Исходный текст:

--*--

Андрей Амальрик - Распутин
Несмотря на карету и цветы, Распутин заметил изменившееся отношение Илиодора и из Покровского телеграфировал в Царское Село: «Вот Илиодорушка-то маленько испортился. Не слушается. Погодите ему митру. Пусть так будет, а там видно». Между тем разворачивались события, на время отвлекшие внимание Распутина от Илиодора и Гермогена.
В конце июля 1911 года отдыхающий в Биаррице граф Витте получил с оказией письмо от журналиста Г. П. Сазонова, знакомого ему уже лет двадцать. Григорий Петрович Сазонов с 1899 по 1902 год издавал в Петербурге либеральную газету «Россия», закрытую за фельетон А. В. Амфитеатрова «Господа Обмановы», под которыми довольно прозрачно имелись в виду Романовы. В годы революции Сазонов поправел, завязал отношения с вождями Союза русского народа, но по мере успокоения начал леветь и затеял газету умеренного направления «Голос земли». С 1909 года Распутин наездами в Петербург часто у него останавливался, и «в конце концов, — пишет Витте, — он создал себе особое отношение к Распутину, нечто вроде аналогичного с содержателем музея, показывающего заморские чудовища». Сазонов первый стал использовать влияние Распутина для продвижения коммерческих предприятий, и тот помог получить в 1910 году уставы двух банков.

--*--

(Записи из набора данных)
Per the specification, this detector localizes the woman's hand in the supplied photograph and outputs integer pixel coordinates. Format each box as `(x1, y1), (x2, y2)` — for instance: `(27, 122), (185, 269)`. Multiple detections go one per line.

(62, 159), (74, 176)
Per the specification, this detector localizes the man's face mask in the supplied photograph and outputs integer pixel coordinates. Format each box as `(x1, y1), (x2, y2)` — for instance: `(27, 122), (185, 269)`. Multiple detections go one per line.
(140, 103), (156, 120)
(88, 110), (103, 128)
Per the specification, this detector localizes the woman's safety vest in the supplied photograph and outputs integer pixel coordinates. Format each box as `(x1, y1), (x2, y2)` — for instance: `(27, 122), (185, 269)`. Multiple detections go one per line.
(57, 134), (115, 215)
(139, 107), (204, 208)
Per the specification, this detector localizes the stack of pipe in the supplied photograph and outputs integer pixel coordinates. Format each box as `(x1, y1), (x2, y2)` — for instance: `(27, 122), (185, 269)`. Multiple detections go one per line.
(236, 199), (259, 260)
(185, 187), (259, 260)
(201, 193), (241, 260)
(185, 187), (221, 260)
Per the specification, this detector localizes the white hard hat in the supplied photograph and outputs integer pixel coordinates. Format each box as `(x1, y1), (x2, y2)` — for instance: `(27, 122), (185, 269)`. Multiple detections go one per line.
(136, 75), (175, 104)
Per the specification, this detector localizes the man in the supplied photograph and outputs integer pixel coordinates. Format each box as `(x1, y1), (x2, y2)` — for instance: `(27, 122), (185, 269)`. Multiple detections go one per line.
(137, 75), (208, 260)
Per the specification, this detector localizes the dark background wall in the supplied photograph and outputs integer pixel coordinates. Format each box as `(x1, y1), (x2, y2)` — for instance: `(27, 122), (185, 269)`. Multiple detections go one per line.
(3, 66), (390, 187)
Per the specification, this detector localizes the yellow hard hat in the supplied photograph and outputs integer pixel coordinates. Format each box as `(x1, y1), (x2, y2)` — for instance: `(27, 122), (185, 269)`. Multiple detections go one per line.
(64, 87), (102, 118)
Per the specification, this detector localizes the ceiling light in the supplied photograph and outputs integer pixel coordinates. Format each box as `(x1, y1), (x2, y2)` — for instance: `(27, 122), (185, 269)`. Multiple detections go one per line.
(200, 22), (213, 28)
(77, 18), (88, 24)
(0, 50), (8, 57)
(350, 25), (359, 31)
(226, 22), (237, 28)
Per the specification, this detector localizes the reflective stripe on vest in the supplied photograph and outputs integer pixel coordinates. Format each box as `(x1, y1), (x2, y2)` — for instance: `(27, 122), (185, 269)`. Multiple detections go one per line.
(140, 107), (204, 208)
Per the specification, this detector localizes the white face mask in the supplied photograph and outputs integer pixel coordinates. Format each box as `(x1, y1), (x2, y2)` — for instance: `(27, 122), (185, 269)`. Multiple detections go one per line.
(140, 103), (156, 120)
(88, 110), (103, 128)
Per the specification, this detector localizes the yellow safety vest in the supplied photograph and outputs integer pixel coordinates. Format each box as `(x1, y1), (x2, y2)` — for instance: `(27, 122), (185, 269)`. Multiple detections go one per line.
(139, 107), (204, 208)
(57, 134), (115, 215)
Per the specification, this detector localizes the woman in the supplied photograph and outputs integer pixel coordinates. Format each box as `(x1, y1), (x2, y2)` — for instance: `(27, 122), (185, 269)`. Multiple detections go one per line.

--*--

Задание: Какую газету, согласно тексту о Распутине, Г. П. Сазонов издавал в Петербурге с 1899 по 1902 год?

Ответ на задание: Либеральную газету «Россия».